§ What you should do
Return the data that follows exactly. Include every line.

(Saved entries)

· · · · · · ·

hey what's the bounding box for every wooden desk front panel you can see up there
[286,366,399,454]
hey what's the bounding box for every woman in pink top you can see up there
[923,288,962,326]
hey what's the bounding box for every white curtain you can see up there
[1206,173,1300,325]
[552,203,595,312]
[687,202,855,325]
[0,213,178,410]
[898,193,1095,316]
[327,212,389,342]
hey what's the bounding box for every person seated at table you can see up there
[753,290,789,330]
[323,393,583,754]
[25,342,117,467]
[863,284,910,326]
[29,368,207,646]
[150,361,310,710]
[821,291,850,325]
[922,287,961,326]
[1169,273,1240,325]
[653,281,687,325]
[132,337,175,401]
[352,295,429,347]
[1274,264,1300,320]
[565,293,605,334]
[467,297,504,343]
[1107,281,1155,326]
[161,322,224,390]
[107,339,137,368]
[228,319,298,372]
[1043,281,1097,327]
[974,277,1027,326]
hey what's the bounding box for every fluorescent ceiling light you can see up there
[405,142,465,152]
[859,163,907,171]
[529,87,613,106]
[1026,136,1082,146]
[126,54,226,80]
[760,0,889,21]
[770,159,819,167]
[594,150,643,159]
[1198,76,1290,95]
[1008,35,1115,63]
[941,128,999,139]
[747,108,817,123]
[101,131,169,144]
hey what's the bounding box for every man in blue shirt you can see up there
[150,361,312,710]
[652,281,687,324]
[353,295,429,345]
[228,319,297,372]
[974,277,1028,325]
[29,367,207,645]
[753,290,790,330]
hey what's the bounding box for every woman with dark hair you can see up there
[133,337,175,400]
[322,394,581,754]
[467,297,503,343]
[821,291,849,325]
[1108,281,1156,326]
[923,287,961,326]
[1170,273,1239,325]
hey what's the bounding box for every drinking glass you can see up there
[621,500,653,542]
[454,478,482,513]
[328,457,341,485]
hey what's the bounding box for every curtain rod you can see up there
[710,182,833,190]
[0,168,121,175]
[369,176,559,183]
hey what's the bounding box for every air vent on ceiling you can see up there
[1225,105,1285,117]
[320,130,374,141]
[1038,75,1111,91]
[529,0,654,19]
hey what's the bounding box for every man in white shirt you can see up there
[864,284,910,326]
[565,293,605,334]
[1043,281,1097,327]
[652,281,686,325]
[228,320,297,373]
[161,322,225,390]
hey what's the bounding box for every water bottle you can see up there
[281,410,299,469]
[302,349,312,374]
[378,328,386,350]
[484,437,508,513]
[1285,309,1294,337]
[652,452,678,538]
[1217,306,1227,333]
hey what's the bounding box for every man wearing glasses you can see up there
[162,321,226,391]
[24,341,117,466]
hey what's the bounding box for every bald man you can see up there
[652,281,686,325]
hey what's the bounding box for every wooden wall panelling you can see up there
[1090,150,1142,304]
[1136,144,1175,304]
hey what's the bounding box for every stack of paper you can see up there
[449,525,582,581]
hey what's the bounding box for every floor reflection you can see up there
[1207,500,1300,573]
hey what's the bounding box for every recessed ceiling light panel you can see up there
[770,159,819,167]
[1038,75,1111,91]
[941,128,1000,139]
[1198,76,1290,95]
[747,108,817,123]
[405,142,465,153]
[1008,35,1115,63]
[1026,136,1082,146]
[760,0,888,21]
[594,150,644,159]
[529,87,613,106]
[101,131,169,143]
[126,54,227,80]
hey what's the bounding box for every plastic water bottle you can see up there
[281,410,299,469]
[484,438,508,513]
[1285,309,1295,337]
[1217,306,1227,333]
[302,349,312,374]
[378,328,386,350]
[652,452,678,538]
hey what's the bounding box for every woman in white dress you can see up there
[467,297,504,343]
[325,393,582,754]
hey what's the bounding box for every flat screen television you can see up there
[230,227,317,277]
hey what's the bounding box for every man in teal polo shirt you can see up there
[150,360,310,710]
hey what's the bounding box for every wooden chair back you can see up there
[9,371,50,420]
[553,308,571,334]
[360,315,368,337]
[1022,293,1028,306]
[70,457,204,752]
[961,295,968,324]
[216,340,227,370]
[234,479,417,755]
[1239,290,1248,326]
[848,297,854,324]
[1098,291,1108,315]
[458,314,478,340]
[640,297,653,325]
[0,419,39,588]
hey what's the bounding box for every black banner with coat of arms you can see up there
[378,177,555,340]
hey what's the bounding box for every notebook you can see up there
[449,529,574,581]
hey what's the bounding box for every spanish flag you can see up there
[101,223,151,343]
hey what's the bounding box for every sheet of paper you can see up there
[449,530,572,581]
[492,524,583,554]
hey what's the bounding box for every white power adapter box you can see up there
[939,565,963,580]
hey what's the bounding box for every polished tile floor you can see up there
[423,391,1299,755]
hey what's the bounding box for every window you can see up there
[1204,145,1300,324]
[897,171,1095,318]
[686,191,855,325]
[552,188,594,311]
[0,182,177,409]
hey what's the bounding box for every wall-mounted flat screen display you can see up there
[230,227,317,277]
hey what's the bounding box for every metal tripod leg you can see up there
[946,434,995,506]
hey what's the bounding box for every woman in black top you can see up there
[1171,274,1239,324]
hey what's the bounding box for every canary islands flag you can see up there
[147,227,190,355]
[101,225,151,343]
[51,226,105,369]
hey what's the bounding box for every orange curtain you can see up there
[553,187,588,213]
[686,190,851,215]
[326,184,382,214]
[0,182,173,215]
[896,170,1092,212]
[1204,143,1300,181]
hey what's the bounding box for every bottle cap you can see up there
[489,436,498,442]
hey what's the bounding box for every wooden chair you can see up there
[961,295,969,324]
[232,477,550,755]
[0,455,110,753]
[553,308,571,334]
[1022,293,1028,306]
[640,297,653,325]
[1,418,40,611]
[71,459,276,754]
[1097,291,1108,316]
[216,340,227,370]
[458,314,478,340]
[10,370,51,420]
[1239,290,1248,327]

· · · · · · ·

§ Expected answer
hey what's the bounding box for every wooden desk front panel you can see up there
[286,366,399,454]
hey what's the bounding box for every woman in pink top you can see up there
[923,288,962,326]
hey what's the bounding box for every white curtain you can see up there
[1206,173,1300,325]
[552,203,595,312]
[687,202,855,325]
[0,213,178,410]
[898,193,1095,316]
[327,212,389,342]
hey what's the bounding box for every person seated at table you can see up there
[753,290,789,330]
[323,393,583,754]
[25,342,117,467]
[863,284,910,326]
[29,368,207,646]
[150,361,310,710]
[821,291,850,325]
[922,287,961,326]
[1169,273,1240,325]
[653,281,687,325]
[132,337,175,401]
[352,295,429,347]
[1274,264,1300,320]
[565,293,605,334]
[467,297,504,343]
[1107,281,1155,326]
[161,322,224,390]
[107,339,137,368]
[228,319,298,372]
[1043,281,1097,327]
[974,277,1027,326]
hey what's the bounding box for every fluorescent ceiling light you can see up there
[405,142,465,152]
[859,163,907,171]
[529,87,613,106]
[1026,136,1082,146]
[126,54,226,80]
[760,0,889,21]
[770,159,819,167]
[594,150,643,159]
[1198,76,1290,95]
[1008,35,1115,63]
[941,128,999,139]
[747,108,817,123]
[101,131,169,144]
hey what's the bounding box for every man in blue shirt you can see up there
[150,361,312,710]
[652,281,687,324]
[353,295,429,345]
[228,319,297,372]
[974,277,1028,325]
[29,367,207,645]
[753,290,790,330]
hey what's the bounding box for every woman with dark hair you can see up there
[133,337,175,400]
[322,394,581,754]
[467,297,503,343]
[821,291,849,325]
[1108,281,1156,326]
[923,287,961,326]
[1170,273,1239,325]
hey what's the bounding box for every drinking glass you can see up there
[621,500,653,542]
[454,478,482,513]
[328,457,341,485]
hey what's the bounding box for every curtain rod you can see up there
[710,182,833,190]
[0,168,121,175]
[369,176,559,183]
hey what's the bounding box for every air vent on ceiling you can see up there
[1225,105,1285,117]
[320,130,374,141]
[1038,75,1111,91]
[529,0,654,19]
hey what's the bounding box for every man in white shirt you can see up there
[864,284,910,326]
[565,293,605,334]
[1043,281,1097,327]
[652,281,686,325]
[228,320,297,373]
[161,322,225,390]
hey what's the bounding box for every water bottle you can see up there
[281,410,299,469]
[302,349,312,374]
[378,328,386,350]
[484,437,508,513]
[1285,309,1294,337]
[652,452,678,538]
[1217,306,1227,333]
hey what's the bounding box for every man wearing glasses you can see up there
[162,321,226,391]
[24,341,117,466]
hey what's the bounding box for every bald man you can see up there
[652,281,686,325]
hey what's the bounding box for every wooden wall panelling you can see up there
[1090,150,1142,304]
[1136,144,1175,304]
hey what's the bounding box for every stack of paper you can see up there
[449,525,582,581]
hey what's the bounding box for every floor reflection you can see up there
[1207,500,1300,573]
hey what's the bounding box for every recessed ceiling light panel you can see up there
[770,159,819,167]
[1038,75,1111,91]
[941,128,1000,139]
[1198,76,1290,95]
[747,108,817,123]
[405,142,465,153]
[1008,35,1115,63]
[1026,136,1082,146]
[760,0,888,21]
[594,150,644,159]
[529,87,613,106]
[101,131,169,143]
[126,54,227,80]
hey what's the bounding box for every plastic water bottle you can see up there
[281,410,299,469]
[484,438,508,513]
[1285,309,1295,337]
[1217,306,1227,333]
[302,349,312,374]
[378,328,386,350]
[652,452,678,538]
hey what's the bounding box for every woman in white dress you can see up there
[467,297,504,343]
[325,393,582,754]
hey what's the bounding box for every flat screen television you can see up there
[230,227,317,277]
hey what's the bounding box for every man in teal polo shirt you can see up there
[150,360,310,710]
hey what's the bounding box for every wooden chair back you can see up there
[9,371,50,420]
[553,308,571,334]
[360,315,368,337]
[1022,293,1028,306]
[70,457,204,752]
[961,295,968,324]
[216,340,227,370]
[234,479,417,755]
[1239,290,1248,326]
[848,297,854,324]
[1098,291,1108,315]
[458,314,478,340]
[640,297,653,325]
[0,419,39,588]
hey what's the bounding box for every black banner with coat of arms you can see up there
[378,177,555,340]
hey what's the bounding box for every notebook you can see up there
[449,529,574,581]
hey what's the bounding box for every spanish flag you can see up there
[101,223,151,343]
hey what's the bounding box for every sheet of paper you can see up there
[449,530,572,581]
[492,524,583,554]
hey what's the bounding box for every white power adapter box you can see up there
[939,565,963,580]
hey what's the bounding box for every polished tile floor you can see up there
[423,391,1299,755]
hey what's the bounding box for every window you can see up there
[1204,145,1300,324]
[897,171,1095,318]
[686,191,855,325]
[552,188,594,311]
[0,182,177,409]
hey what's the bounding box for every wall-mounted flat screen display you can see up there
[230,227,317,277]
hey what's the bounding box for every metal tripod leg you can see up there
[946,434,995,506]
hey what's the bounding box for every woman in black top you can see up there
[1171,274,1239,324]
hey what's the bounding box for every canary islands flag you can see up there
[147,227,190,355]
[101,225,151,343]
[51,226,105,369]
hey what's the bounding box for every orange curtain you can see up there
[553,187,588,213]
[686,190,851,215]
[326,184,382,214]
[0,182,173,215]
[896,170,1092,212]
[1204,143,1300,181]
hey what's the bounding box for every bottle cap you can see up there
[489,436,498,442]
hey what's the bounding box for every wooden chair you can see up there
[961,295,969,324]
[232,477,550,755]
[0,455,110,753]
[553,308,571,334]
[1022,293,1028,306]
[640,297,653,325]
[1,418,40,611]
[71,459,276,754]
[1097,291,1108,316]
[216,340,227,370]
[458,314,478,340]
[10,370,51,420]
[1239,290,1248,327]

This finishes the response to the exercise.